▶ **TO DO**
Please count how many lines in the rows below contain the string "Target", and give only that number.

[Rows from a pointing dataset]
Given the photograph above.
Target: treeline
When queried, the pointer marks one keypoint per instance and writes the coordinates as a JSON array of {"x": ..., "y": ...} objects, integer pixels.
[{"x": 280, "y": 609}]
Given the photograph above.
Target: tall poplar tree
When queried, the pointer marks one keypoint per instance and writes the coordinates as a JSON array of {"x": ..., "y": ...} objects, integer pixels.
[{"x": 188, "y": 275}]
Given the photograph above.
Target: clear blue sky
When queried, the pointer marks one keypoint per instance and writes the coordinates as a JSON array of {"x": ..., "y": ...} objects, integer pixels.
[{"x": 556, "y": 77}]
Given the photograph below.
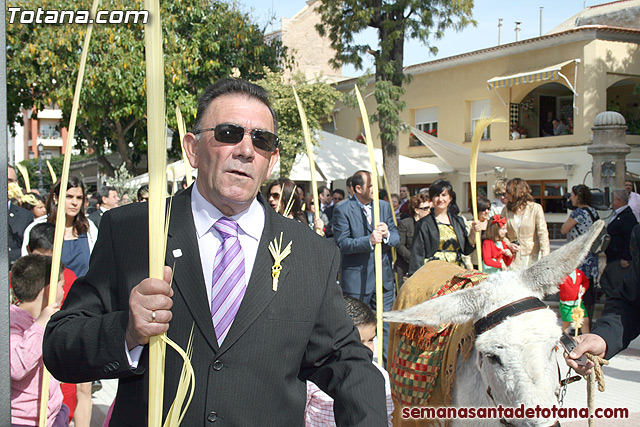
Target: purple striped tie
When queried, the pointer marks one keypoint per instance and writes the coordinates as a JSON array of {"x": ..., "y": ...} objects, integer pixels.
[{"x": 228, "y": 284}]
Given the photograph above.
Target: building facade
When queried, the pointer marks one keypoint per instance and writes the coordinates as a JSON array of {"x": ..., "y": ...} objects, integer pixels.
[{"x": 568, "y": 76}]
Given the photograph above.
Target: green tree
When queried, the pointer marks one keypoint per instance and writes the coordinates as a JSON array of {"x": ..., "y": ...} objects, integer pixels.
[
  {"x": 318, "y": 100},
  {"x": 203, "y": 41},
  {"x": 394, "y": 22}
]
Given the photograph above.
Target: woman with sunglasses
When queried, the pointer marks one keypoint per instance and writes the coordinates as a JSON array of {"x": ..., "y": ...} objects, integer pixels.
[
  {"x": 442, "y": 234},
  {"x": 500, "y": 193},
  {"x": 80, "y": 235},
  {"x": 281, "y": 194},
  {"x": 419, "y": 207}
]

▶ **RESULT**
7